- **Your assignment**: According to the news report on the Cork hit-and-run case, how many years was Martin Linehan disqualified from driving?

A motorist has been jailed for eight years for killing a man in a hit and run on a pedestrian crossing in Cork city centre.
Martin Linehan (36) from Lagan Grove in Mayfield pleaded guilty to dangerous driving causing the death of Gabriel Lege (25) on George's Quay in Cork at around 9pm on October 31st, 2013.
He also admitted seven related motoring charges including failing to stop, dangerous driving and driving without insurance.
At Cork Circuit Criminal Court, Judge Sean Ó Donnabháin said it was unusual to consider not giving an accused person some discount for a guilty plea but such were the aggravating factors in the case, he seriously considered imposing the maximum 10-year term on Linehan despite his plea.
“He did not stop, he continued driving so the wheels, both front and rear rolled over the deceased as he had the green man on a pedestrian crossing. His passenger asked him to stop but he fled the scene,” said Judge Ó Donnabháin who noted Linehan was disqualified from driving at the time.
Det Garda Ann Flynn told how Linehan had lost his job as a courier some days before and on the day in question had consumed up to 16 pints of beer as well as cannabis and cocaine when he hit Mr Lege as he was crossing George’s Quay on a green light on a pedestrian crossing. Mr Lege, a French national who had moved to Ireland in 2008, died later in hospital.
The day after the incident, Linehan drove to Larne and took a ferry to Stranraer. Two years later, he was arrested in the UK. He then went to South Africa and from there tried to enter Dubai but was sent back to South Africa and later returned to London.
He was arrested there in May 2017 and extradited back to Ireland
Judge Ó Donnabháin said the only mitigating factor in Linehan’s favour was his guilty plea.
He sentenced Linehan, who had a number of previous convictions including one for a €1 million drugs seizure as well as four for no insurance, to eight years in prison and disqualified him from driving for 40 years.
Mr Lege was working with Apple in Cork and was planning to move first to Austin, Texas and then to Vietnam to set up his own business.

- **Data for review**:

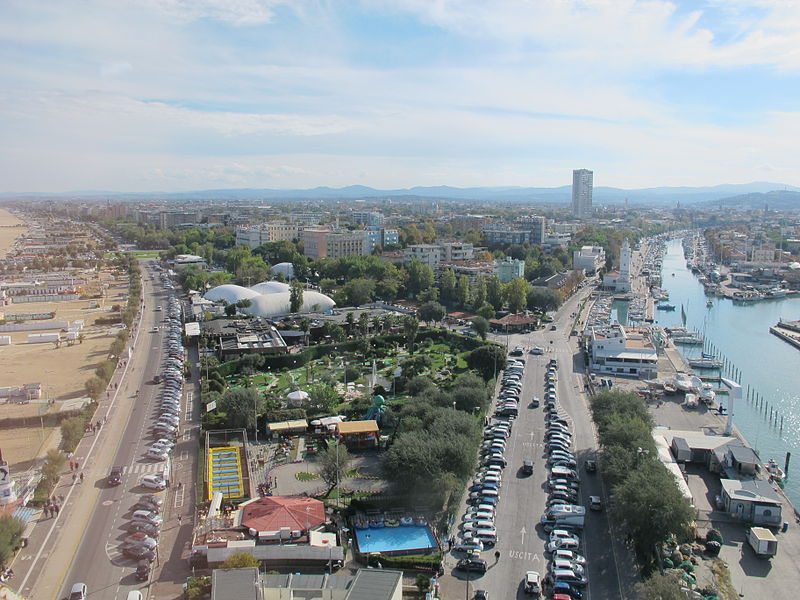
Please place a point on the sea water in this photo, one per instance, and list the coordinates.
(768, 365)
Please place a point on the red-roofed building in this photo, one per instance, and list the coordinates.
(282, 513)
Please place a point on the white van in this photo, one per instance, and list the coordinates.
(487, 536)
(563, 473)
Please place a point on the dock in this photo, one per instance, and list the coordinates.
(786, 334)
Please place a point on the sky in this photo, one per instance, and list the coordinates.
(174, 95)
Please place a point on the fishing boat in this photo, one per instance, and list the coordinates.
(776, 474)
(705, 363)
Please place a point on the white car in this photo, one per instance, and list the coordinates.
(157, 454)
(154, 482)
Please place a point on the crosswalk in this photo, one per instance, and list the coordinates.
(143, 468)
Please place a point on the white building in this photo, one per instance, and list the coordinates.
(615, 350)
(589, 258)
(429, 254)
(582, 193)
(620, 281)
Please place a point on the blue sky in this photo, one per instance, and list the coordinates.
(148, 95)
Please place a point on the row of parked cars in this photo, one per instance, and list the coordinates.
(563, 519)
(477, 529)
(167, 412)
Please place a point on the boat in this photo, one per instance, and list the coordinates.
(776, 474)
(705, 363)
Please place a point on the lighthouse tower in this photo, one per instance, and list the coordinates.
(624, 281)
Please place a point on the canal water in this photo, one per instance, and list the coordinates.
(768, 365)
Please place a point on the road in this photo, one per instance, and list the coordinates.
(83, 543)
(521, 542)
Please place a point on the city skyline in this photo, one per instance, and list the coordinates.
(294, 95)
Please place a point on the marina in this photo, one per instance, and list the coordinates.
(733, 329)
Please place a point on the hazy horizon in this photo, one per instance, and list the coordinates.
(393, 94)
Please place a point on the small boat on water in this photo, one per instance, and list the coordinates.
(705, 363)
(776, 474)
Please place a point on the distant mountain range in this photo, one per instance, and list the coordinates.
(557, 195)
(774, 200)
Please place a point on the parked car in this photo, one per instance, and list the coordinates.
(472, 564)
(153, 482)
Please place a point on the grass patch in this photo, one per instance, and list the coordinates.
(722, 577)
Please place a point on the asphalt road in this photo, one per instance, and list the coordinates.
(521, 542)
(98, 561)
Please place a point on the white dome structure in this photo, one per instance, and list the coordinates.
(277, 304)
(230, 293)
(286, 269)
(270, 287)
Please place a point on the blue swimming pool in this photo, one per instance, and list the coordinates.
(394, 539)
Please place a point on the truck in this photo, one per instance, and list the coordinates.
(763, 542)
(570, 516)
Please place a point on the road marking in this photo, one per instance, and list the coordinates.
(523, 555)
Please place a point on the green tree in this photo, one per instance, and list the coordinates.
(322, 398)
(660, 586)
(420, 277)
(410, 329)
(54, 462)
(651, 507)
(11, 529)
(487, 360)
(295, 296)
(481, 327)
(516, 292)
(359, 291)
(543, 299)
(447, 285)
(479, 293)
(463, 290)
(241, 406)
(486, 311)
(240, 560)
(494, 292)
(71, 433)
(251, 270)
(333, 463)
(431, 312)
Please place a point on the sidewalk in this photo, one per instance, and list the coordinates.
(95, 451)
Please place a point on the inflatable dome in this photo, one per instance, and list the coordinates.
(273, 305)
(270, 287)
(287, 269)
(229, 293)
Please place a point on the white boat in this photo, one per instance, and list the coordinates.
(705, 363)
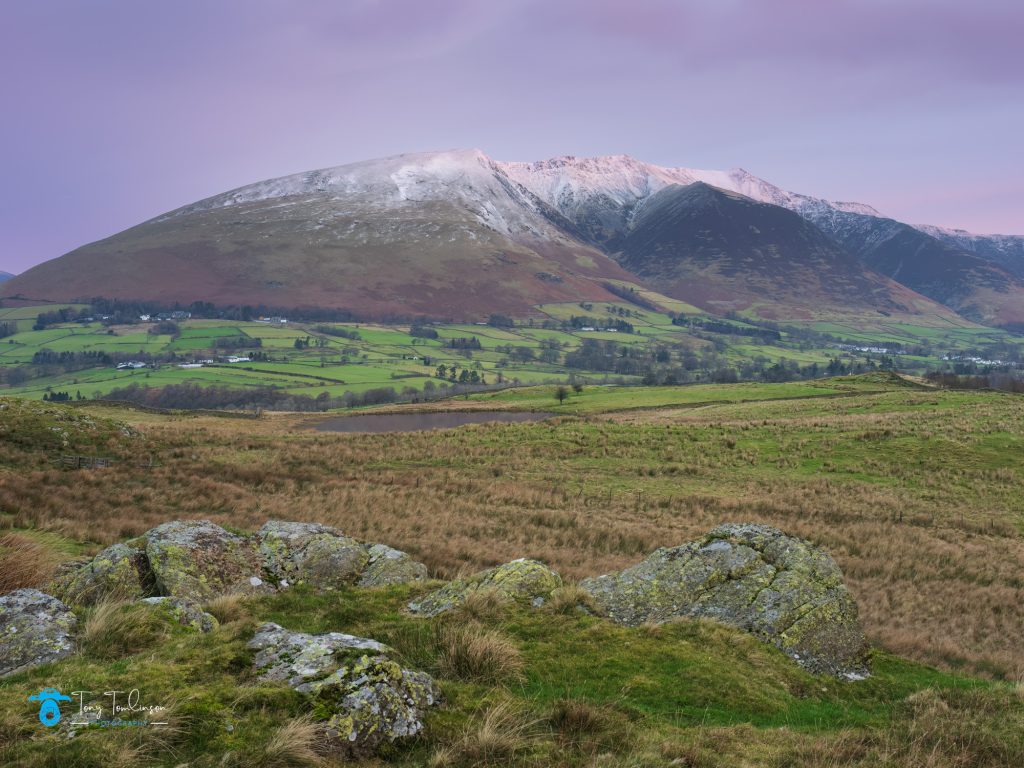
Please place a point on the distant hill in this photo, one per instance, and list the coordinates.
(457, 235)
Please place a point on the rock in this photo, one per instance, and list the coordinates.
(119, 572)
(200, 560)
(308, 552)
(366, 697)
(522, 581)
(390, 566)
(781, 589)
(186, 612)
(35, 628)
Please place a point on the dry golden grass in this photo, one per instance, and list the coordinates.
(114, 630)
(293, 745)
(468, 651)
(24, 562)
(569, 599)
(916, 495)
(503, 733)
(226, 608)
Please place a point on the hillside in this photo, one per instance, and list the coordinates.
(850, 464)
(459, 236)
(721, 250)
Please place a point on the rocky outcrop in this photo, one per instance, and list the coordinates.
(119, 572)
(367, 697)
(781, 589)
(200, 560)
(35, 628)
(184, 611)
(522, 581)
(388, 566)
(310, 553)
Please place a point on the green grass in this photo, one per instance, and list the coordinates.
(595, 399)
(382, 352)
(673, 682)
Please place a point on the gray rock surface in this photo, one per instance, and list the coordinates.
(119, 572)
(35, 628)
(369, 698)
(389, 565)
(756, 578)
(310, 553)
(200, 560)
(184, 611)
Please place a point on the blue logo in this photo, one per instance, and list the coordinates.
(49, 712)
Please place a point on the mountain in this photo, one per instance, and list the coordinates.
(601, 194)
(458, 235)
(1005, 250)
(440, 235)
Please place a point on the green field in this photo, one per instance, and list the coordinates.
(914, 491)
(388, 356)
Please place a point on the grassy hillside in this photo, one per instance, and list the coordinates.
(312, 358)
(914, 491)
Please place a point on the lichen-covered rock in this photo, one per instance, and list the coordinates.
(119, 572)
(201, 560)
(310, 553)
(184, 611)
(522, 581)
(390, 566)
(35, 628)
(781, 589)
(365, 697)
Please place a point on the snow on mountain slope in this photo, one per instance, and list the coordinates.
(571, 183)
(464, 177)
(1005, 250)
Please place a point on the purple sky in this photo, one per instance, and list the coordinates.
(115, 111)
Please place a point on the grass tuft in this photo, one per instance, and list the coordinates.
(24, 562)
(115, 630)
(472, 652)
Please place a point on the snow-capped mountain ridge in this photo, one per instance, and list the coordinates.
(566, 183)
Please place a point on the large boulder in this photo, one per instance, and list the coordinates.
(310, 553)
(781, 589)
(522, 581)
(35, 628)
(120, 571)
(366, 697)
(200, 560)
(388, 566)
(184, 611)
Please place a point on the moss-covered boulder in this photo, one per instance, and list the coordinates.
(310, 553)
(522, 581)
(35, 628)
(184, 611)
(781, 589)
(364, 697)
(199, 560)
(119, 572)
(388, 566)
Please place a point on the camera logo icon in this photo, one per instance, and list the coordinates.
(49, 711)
---
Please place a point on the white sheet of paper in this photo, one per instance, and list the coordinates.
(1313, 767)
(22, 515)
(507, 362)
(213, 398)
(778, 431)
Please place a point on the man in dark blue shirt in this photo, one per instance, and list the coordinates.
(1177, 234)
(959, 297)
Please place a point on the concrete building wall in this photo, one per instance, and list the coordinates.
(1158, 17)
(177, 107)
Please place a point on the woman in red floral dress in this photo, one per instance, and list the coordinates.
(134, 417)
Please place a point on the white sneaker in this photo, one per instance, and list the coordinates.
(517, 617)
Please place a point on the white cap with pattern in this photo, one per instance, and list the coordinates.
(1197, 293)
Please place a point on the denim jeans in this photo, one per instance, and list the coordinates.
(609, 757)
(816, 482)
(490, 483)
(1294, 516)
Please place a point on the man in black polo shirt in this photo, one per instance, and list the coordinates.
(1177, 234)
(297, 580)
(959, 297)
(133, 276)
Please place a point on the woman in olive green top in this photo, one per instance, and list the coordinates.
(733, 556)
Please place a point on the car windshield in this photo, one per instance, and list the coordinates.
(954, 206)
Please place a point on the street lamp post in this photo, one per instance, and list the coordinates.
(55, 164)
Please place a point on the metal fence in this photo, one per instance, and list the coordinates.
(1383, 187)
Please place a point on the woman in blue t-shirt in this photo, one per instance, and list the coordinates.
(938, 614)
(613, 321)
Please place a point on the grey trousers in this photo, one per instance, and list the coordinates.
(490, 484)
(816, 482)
--
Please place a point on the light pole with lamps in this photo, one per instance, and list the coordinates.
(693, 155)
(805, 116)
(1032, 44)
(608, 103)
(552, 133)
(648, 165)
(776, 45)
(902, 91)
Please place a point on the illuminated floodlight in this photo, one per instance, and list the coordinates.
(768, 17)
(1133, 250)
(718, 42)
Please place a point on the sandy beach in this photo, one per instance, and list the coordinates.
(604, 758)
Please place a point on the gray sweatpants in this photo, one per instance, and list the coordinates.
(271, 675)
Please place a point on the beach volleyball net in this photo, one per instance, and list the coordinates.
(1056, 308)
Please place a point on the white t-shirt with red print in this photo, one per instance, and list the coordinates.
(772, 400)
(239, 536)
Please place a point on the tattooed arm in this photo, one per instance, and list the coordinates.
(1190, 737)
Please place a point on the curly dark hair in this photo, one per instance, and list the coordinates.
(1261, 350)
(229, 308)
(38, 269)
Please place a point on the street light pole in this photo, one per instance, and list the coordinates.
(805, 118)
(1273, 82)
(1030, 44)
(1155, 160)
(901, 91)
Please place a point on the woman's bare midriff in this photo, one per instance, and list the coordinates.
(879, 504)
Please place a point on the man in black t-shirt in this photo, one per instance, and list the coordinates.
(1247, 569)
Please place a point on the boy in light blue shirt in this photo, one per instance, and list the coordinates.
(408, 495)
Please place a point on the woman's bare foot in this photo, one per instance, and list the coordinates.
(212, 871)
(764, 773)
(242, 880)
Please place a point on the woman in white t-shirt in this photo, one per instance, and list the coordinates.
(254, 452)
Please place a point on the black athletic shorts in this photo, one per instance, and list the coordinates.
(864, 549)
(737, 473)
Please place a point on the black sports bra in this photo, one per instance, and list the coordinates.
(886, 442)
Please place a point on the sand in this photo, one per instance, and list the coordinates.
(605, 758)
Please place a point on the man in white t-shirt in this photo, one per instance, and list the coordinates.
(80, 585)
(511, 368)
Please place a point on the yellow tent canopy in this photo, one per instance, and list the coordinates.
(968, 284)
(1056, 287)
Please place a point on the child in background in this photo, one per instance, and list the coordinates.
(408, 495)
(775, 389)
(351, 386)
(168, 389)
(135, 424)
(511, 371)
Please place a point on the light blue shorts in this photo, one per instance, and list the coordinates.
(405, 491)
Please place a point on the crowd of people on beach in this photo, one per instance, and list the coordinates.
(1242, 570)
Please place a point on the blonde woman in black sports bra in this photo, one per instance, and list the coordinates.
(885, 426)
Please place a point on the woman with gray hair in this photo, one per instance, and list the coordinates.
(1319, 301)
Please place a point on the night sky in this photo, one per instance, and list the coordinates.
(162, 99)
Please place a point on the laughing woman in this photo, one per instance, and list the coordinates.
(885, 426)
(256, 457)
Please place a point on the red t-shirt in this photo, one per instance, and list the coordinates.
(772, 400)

- **Reply**: 40 years